= REQUIREMENTS =
A: Please rewrite the blog post criticizing the New York Times piece, starting with "Wednesday, August 12, 2009" and going on through "New York Times.", and put "television" in place of "radio".
B: Write the next part of the blog post criticizing the New York Times piece, picking up after its last line.

*** SOURCE TEXT

Wednesday, August 12, 2009

Et tu, New York Times?


Funny--I just spent an hour on the radio talking about the stigma of being fat, and lo and behold, this incredibly mean-spirited snarky piece appears in the New York Times.

I'm happy to see that Jezebel called the Times out for this offensive story, which includes paragraphs like this one:

The petites section features a bounty of items for women nearly as wide as they are tall; the men’s Big & Tall section has shirts that could house two or three Shaquilles. And this is really, remarkably smart.

The writer, Cintra Wilson, seems unfamiliar with the concept that fat people wear clothes and spend money too.

I think this is a job for the Times' public editor, don't you? You can email Clark Hoyt at public@nytimes.com.

19 comments:

nycivan said...

Thanks for the email address to the times. Here is the note I sent.

******
*** STORED DATA

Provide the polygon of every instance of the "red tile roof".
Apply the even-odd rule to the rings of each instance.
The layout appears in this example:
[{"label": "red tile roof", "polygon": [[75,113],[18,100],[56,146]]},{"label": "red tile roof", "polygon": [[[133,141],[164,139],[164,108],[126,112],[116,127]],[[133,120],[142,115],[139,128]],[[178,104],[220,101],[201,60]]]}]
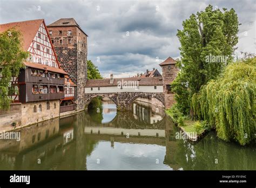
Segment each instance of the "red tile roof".
[{"label": "red tile roof", "polygon": [[43,19],[40,19],[1,24],[0,33],[12,28],[20,31],[23,36],[23,50],[26,51],[43,21]]},{"label": "red tile roof", "polygon": [[[37,31],[38,31],[40,25],[42,24],[42,23],[44,24],[45,29],[46,30],[46,31],[48,32],[48,37],[49,37],[47,28],[45,26],[43,19],[35,19],[32,20],[27,20],[18,22],[12,22],[7,24],[0,24],[0,33],[3,32],[8,29],[12,28],[19,30],[22,35],[22,39],[23,40],[22,44],[23,50],[25,51],[27,51],[29,46],[30,45],[30,44],[34,39],[35,36],[36,36],[37,32]],[[51,44],[51,41],[50,41],[50,42]],[[57,62],[59,67],[60,67],[53,46],[52,50],[53,51],[54,55],[55,55]],[[48,66],[45,65],[42,65],[38,63],[35,63],[29,61],[24,62],[24,64],[26,66],[31,67],[32,68],[37,68],[44,70],[47,69],[49,71],[52,71],[54,72],[62,73],[64,74],[68,74],[61,68],[55,68]]]},{"label": "red tile roof", "polygon": [[42,70],[47,70],[48,71],[58,73],[68,74],[65,72],[62,68],[56,68],[51,67],[50,66],[47,66],[45,65],[39,64],[37,63],[34,63],[30,61],[25,61],[24,64],[25,66],[32,68],[38,68]]},{"label": "red tile roof", "polygon": [[110,79],[88,80],[85,87],[117,86],[118,81],[139,81],[139,86],[161,86],[163,85],[161,77],[151,78],[114,78],[113,83],[110,83]]},{"label": "red tile roof", "polygon": [[164,62],[161,62],[159,65],[175,65],[176,64],[176,61],[172,59],[171,57],[169,57],[167,58]]}]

******

= RESULTS BY TASK =
A:
Wednesday, August 12, 2009

Et tu, New York Times?


Funny--I just spent an hour on the television talking about the stigma of being fat, and lo and behold, this incredibly mean-spirited snarky piece appears in the New York Times.

B:
Mr. Hoyt,

I found Ms. Wilson's hate mongering comments about people of size offensive. Disguised as clever, these comments show Ms. Wilson's true colors as a member of the media who ignorantly buys into a mean spirited hatred of all who do not conform to her own, small minded, perception of who deserves respect and civility.

Shame on the Times for such ugliness.

Ivan Greene
New York City

Rachel said...

The link no longer appears to be working. Perhaps they got such a backlash that they took it down?

Harriet said...

It just worked for me, Rachel.

Meems said...

Um, really?

[J.C. Penny] has the most obese mannequins I have ever seen. They probably need special insulin-based epoxy injections just to make their limbs stay on.

Admittedly, I can't remember the last time I was inside a J.C. Penny, but "plus sized" mannequins usually wear somewhere in the area of a size 10.

I also like how she "subtly" shows how superior she is for wearing the "hard to find" size 2.

Bitch.

Krista said...

I opted to send JCPenney's a nice note telling them that I enjoy shopping at their stores, like most of their merchandise, and so forth.

Mainly because while I can ignore the bullcrap bandied about in the New York Times, I would be heartbroken if Penney's thought the article was valid and changed their merchandise drastically.

Also, positive reinforcement is a good thing.

Anonymous said...

Bitter much?

"The writer, Cintra Wilson, seems unfamiliar with the concept that fat people wear clothes and spend money too."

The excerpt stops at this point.